— EXERCISE TASK —
Copy each line below that contains the word "sleeve". Case counts, so only matches with the same capitalization qualify.

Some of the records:
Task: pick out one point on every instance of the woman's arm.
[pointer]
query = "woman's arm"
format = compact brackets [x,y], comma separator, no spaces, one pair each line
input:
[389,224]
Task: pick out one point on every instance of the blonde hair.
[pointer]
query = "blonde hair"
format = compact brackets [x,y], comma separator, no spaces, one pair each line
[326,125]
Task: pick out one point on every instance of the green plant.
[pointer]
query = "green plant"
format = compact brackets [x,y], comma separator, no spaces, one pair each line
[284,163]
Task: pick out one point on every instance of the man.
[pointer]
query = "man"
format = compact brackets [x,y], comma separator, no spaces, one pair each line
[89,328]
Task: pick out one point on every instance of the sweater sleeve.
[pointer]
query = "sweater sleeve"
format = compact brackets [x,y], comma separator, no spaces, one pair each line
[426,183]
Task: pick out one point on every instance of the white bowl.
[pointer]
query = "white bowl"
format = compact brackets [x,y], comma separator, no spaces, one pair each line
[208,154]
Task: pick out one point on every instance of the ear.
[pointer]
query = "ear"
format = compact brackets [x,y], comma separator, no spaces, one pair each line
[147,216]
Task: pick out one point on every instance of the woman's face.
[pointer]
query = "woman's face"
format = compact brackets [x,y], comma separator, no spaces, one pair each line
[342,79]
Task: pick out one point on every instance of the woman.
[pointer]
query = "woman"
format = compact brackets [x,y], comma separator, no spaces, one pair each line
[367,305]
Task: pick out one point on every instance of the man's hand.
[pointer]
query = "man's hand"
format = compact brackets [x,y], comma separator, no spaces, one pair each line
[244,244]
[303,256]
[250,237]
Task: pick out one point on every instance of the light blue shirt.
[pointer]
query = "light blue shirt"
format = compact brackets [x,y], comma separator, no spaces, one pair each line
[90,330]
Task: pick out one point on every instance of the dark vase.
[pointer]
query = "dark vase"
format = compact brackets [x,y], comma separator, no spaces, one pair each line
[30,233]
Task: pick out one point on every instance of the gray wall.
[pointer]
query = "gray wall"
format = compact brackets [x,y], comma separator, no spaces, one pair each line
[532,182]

---

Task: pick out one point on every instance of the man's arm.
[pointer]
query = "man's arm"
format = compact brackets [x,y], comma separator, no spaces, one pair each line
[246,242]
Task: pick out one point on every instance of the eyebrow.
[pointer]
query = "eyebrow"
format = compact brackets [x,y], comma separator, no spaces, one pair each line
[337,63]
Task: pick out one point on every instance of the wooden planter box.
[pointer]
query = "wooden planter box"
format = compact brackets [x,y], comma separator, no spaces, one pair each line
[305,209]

— WRITTEN ANSWER —
Task: pick out one point on every instance of the sweater sleeve.
query = "sweater sleeve"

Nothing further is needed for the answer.